> **Listed entries**
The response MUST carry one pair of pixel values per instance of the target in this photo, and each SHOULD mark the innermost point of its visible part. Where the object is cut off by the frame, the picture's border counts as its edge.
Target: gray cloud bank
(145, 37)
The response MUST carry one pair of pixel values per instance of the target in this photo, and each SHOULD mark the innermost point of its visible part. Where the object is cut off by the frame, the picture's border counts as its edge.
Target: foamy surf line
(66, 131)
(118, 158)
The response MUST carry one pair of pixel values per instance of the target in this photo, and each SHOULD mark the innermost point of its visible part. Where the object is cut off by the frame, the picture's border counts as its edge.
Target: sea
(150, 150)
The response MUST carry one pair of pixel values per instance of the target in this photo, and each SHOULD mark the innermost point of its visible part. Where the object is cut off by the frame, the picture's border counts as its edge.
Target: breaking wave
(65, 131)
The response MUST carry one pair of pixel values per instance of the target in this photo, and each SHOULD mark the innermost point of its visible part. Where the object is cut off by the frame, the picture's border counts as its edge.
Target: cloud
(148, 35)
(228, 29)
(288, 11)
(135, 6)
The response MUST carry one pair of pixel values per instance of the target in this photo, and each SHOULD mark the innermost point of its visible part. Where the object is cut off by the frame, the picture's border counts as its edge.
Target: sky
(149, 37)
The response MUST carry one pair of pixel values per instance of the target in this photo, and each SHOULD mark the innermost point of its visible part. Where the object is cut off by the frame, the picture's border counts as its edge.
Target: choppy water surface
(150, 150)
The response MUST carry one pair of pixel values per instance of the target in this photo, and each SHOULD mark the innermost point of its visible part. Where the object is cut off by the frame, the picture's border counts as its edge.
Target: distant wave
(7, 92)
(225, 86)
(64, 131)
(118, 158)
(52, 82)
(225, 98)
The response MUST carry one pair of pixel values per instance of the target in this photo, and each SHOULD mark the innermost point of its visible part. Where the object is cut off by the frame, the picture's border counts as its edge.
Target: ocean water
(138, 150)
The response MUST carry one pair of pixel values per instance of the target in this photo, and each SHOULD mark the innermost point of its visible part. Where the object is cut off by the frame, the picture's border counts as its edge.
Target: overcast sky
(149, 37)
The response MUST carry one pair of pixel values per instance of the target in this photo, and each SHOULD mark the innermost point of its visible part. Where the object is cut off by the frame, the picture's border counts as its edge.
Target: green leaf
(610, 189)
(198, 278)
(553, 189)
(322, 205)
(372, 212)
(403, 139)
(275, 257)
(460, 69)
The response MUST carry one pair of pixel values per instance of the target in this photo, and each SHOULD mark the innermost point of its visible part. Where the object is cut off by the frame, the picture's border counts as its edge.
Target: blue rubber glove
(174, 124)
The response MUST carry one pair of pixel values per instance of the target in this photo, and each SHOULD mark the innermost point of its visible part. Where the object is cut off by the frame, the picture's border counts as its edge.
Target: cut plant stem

> **Exercise directions**
Please repeat the listing above in full and exactly.

> **Response**
The response MUST carry one pair of pixel values per instance of the target in this photo, and each SHOULD mark the innermost point of its visible part. Where the object is cut off by the frame, the picture's border counts as its edge.
Target: gray cloud bank
(145, 37)
The response MUST carry one pair of pixel values per instance of the target in this photo, and each SHOULD mark the innermost point of its visible part. Where the object is cut off by the frame, the picture's border counts as its edge.
Target: foamy surf line
(66, 131)
(118, 158)
The response MUST carry one pair of pixel values per instance of the target in this photo, and each SHOULD mark the innermost point of its visible part. Where the object is cut off by the frame, the picture's border counts as its edge.
Target: sea
(150, 150)
The response MUST carry one pair of pixel values per instance of the target in this photo, and each SHOULD mark the innermost point of its visible part. Where the object is cut off by the frame, the picture's border counts as its edge.
Target: breaking wave
(65, 131)
The response MUST carry one pair of pixel values per instance of the target in this photo, and each SHOULD mark the innermost point of its visible part. Where the object is cut off by the frame, the picture's border counts as its edge.
Target: cloud
(148, 35)
(228, 29)
(288, 11)
(135, 6)
The response MUST carry one pair of pixel values per instance of the target in this photo, and each SHOULD mark the innermost point of its visible part. Where the object is cut off by the frame, the picture's border counts as its edge.
Target: sky
(149, 37)
The response MUST carry one pair of pixel values per instance of the target in this photo, and each SHOULD mark the innermost point of its visible part. Where the object is cut off by the frame, the picture's border counts as its edge.
Target: choppy water surface
(150, 150)
The response MUST carry one pair of pixel values per instance of the target in this photo, and each SHOULD mark the innermost point of its visible part. Where the object is cut off by the frame, the picture's border counts as its edge.
Target: distant wave
(7, 92)
(225, 86)
(64, 131)
(118, 158)
(52, 82)
(225, 98)
The response MUST carry one pair of pixel values per instance of the target in this photo, and each SHOULD mark the innermost point of its visible part. Where the object is cut off by the frame, the picture's border counts as its edge.
Target: ocean water
(138, 150)
The response MUST carry one pair of pixel values per instance of the target in this photo, and each SHOULD mark the innermost point of its visible part. Where the object is cut off by the frame, the picture's border counts as its edge.
Target: overcast sky
(149, 37)
The response MUST carry one pair of pixel values per instance of the target in this photo, and each SHOULD mark the innermost point of its visible part. Where the object is cut off by the frame, the picture's border counts as its edge.
Target: green leaf
(610, 189)
(198, 278)
(553, 189)
(322, 205)
(372, 212)
(403, 139)
(275, 257)
(460, 69)
The response MUST carry one pair of pixel values per instance of the target in this photo, and each SHOULD mark the innermost point of its visible part. Where the object is cut off by the frame, the picture's border counts as its edge.
Target: blue rubber glove
(174, 124)
The response MUST carry one pair of pixel values per instance of the target in this photo, and each SHOULD mark the innermost point of its visible part. Where the object is cut off by the frame, the picture's border counts as its edge.
Target: cut plant stem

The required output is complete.